Region segmentation data
_ _ _ _

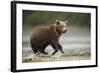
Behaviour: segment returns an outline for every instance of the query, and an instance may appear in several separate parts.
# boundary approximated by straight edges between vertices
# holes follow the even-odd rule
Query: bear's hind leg
[[[41,50],[39,50],[40,51],[40,53],[42,53],[42,54],[48,54],[47,52],[45,52],[45,49],[41,49]]]

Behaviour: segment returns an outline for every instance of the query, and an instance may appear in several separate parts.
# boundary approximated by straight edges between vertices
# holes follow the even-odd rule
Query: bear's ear
[[[56,24],[57,24],[57,25],[60,24],[59,20],[56,20]]]
[[[68,21],[66,20],[65,23],[68,24]]]

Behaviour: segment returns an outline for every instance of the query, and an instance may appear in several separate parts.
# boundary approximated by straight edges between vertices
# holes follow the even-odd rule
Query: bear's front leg
[[[51,41],[51,46],[52,46],[52,48],[55,50],[53,53],[52,53],[52,55],[54,55],[57,51],[58,51],[58,45],[57,45],[57,42],[56,41]]]
[[[64,54],[64,51],[62,50],[63,48],[62,48],[62,46],[58,43],[58,48],[59,48],[59,50],[61,51],[61,53],[63,53]]]

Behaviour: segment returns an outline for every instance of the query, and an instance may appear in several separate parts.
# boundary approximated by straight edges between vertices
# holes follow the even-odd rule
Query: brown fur
[[[58,23],[55,23],[58,24]],[[60,25],[60,23],[59,23]],[[43,54],[48,54],[45,52],[45,48],[48,45],[51,45],[52,48],[55,50],[52,55],[54,55],[58,50],[60,50],[62,53],[62,46],[59,44],[59,37],[62,34],[61,28],[59,25],[50,25],[48,27],[39,27],[37,28],[31,38],[30,38],[30,44],[32,47],[32,50],[34,53],[41,52]]]

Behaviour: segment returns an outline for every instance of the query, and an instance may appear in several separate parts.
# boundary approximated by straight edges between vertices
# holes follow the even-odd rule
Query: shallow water
[[[30,36],[31,32],[23,32],[23,60],[36,56],[30,47]],[[91,56],[90,39],[90,29],[86,27],[70,27],[68,32],[60,37],[59,42],[63,47],[65,56]],[[51,46],[48,46],[45,51],[51,55],[54,50]],[[55,54],[56,57],[62,55],[60,51]]]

_ _ _ _

▶ **Problem to work on**
Rewrite all of the records above with every occurrence of "straight edges" changed to "line segments" and nothing else altered, leaving the pictures out of your answer.

▶ **Response below**
Behaviour: segment returns an outline for every instance of the query, and an instance may appear in several separate parts.
# boundary approximated by line segments between vertices
# holes follow the even-odd rule
Query: bear's hind leg
[[[41,50],[39,50],[40,51],[40,53],[42,53],[42,54],[48,54],[47,52],[45,52],[45,49],[41,49]]]

Behaviour: segment returns an outline for every instance of the query, and an instance may appear in several separate parts.
# boundary approximated by line segments between vertices
# holes follow the even-odd rule
Query: bear's ear
[[[56,24],[57,24],[57,25],[60,24],[59,20],[56,20]]]
[[[68,21],[66,20],[65,23],[68,24]]]

Behaviour: segment returns an outline for every instance of the query, and an instance may appear in several separate parts.
# boundary approximated by line segments between vertices
# holes follow the even-odd rule
Query: bear's front leg
[[[51,41],[51,46],[52,46],[52,48],[55,50],[53,53],[52,53],[52,55],[54,55],[57,51],[58,51],[58,45],[57,45],[57,42],[56,41]]]
[[[64,54],[64,51],[62,50],[63,48],[62,48],[62,46],[58,43],[58,48],[59,48],[59,50],[61,51],[61,53],[63,53]]]

Behaviour: segment returns an outline for every instance of the query, and an instance may appear in several separate parts.
# boundary approximated by line segments between vertices
# holes follow the even-odd rule
Query: brown fur
[[[58,23],[55,23],[58,24]],[[60,25],[60,23],[59,23]],[[43,54],[48,54],[45,52],[45,48],[48,45],[51,45],[52,48],[55,50],[52,55],[54,55],[58,50],[60,50],[62,53],[62,46],[59,44],[59,37],[62,34],[61,28],[59,25],[50,25],[48,27],[39,27],[37,28],[31,38],[30,38],[30,44],[32,47],[32,50],[34,53],[41,52]]]

Behaviour: segment returns an outline for every instance of the query, and an instance may appear in several separate parts.
# boundary approximated by line segments between vertices
# holes follow the even-odd rule
Query: shallow water
[[[30,36],[31,32],[23,32],[23,60],[36,56],[30,47]],[[91,56],[90,39],[90,29],[86,27],[70,27],[68,32],[60,37],[59,42],[63,47],[65,56]],[[51,46],[48,46],[45,51],[51,55],[54,50]],[[55,54],[56,57],[62,55],[60,51]]]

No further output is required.